• What to work on:
Every line of the listing must be reproduced as it stands. Leave the images behind.

** begin Information given **

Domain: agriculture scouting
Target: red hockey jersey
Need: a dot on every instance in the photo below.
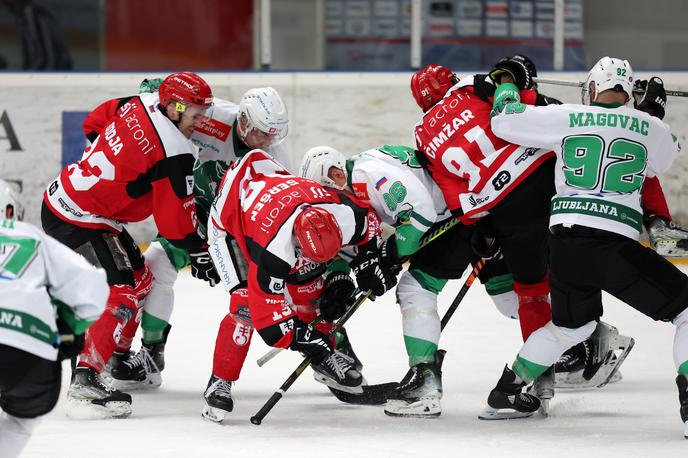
(474, 168)
(140, 165)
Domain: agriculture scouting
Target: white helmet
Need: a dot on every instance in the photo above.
(10, 207)
(263, 109)
(317, 162)
(608, 73)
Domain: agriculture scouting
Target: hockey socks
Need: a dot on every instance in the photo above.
(534, 310)
(103, 336)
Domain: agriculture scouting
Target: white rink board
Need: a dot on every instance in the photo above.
(350, 111)
(637, 417)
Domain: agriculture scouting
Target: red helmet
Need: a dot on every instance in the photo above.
(429, 85)
(318, 234)
(185, 87)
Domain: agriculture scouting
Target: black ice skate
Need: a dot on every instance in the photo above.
(682, 383)
(89, 397)
(594, 362)
(543, 388)
(337, 371)
(218, 399)
(506, 400)
(419, 392)
(142, 370)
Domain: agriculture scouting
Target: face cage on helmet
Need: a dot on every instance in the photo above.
(270, 139)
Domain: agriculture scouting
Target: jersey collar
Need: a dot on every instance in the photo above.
(240, 148)
(606, 105)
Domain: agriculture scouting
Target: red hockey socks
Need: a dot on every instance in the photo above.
(534, 309)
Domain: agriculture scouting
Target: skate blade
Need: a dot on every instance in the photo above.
(490, 413)
(151, 382)
(213, 414)
(423, 408)
(337, 386)
(84, 409)
(629, 342)
(544, 407)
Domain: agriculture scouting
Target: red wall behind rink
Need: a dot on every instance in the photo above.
(179, 34)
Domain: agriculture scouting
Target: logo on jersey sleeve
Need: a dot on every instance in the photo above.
(361, 191)
(216, 129)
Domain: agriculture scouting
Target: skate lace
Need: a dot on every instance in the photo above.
(339, 363)
(221, 388)
(142, 359)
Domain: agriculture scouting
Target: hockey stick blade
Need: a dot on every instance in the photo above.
(558, 82)
(372, 395)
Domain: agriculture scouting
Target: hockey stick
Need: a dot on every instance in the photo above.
(558, 82)
(424, 242)
(462, 293)
(257, 419)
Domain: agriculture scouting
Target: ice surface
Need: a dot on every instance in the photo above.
(636, 417)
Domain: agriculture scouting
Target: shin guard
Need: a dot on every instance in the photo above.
(103, 336)
(534, 310)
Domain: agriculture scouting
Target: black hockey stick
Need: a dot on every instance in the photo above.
(424, 242)
(257, 419)
(462, 293)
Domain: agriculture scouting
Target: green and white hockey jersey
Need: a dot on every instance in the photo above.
(37, 276)
(604, 153)
(391, 180)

** end Information given **

• Solution for this exercise:
Domain: agriculture scouting
Target: red hockey jersey
Need: a dot on every instance in the photo below.
(474, 168)
(140, 165)
Domain: agriculture scouting
Target: white helmet
Need: a dot on every instance in the photo above.
(10, 207)
(263, 109)
(317, 162)
(608, 73)
Domain: agriculture scouting
Target: hockey socks
Need: a dot on every instance in the photo above.
(534, 310)
(103, 336)
Domain: agriculture scouting
Target: white rink board
Need: a dot on every instance in the photo above.
(350, 111)
(637, 417)
Domain: agriculture scouting
Target: red helmet
Need: a dot on every instance in the photo above.
(429, 85)
(318, 234)
(185, 87)
Domain: agriculture scouting
Target: black ice skate
Need: a dot on every instance in the photo above.
(682, 383)
(89, 397)
(594, 362)
(543, 388)
(337, 371)
(218, 399)
(506, 400)
(419, 392)
(142, 370)
Domain: agriculture scouting
Target: face cage on helmet
Need: a dot on every instance in the photo above.
(270, 139)
Domain: agriculture scouting
Target: jersey collar
Need: a dot on every instance in the photo above.
(240, 148)
(606, 105)
Domain: agriculture scouting
Target: red hockey socks
Need: a dot on every instance in the photo above.
(534, 309)
Domain: agriculture scouting
Target: skate blade
Need: a dot on every instance in the photo above.
(490, 413)
(151, 382)
(213, 414)
(423, 408)
(337, 386)
(84, 409)
(629, 342)
(544, 407)
Domain: agriculture scouting
Target: red wall behind rink
Need: a dot on every instance in the photo above.
(179, 34)
Domain: agriculture scouting
Target: logo on jersey sleeve
Need: a dot on every instance in the photo above.
(361, 191)
(216, 129)
Domain: agriculture scouting
Target: skate lace
Need: a dot on every instance in the photo above.
(339, 363)
(221, 388)
(142, 359)
Domain: agriculture scouting
Target: hockey stick blade
Need: a dot on every instance in the photo above.
(558, 82)
(372, 395)
Domain: agriculture scouting
Target: hockey stick
Need: a dot on every instance in the photo above.
(558, 82)
(424, 242)
(462, 293)
(257, 419)
Domain: agriculture scouting
Target: ice surface
Need: a dot on every instance in the photo above.
(636, 417)
Domain: agriculture scouting
Target: shin guard
Need: a dot on every instance in the photo above.
(103, 336)
(534, 310)
Domain: agriculture scouting
Target: black hockey stick
Need: a dot on every instance in the photo above.
(424, 242)
(257, 419)
(462, 293)
Domain: agriculture scouting
Target: green and white hockey jersey
Need: a dot on every instance in the photo above.
(37, 276)
(604, 153)
(391, 180)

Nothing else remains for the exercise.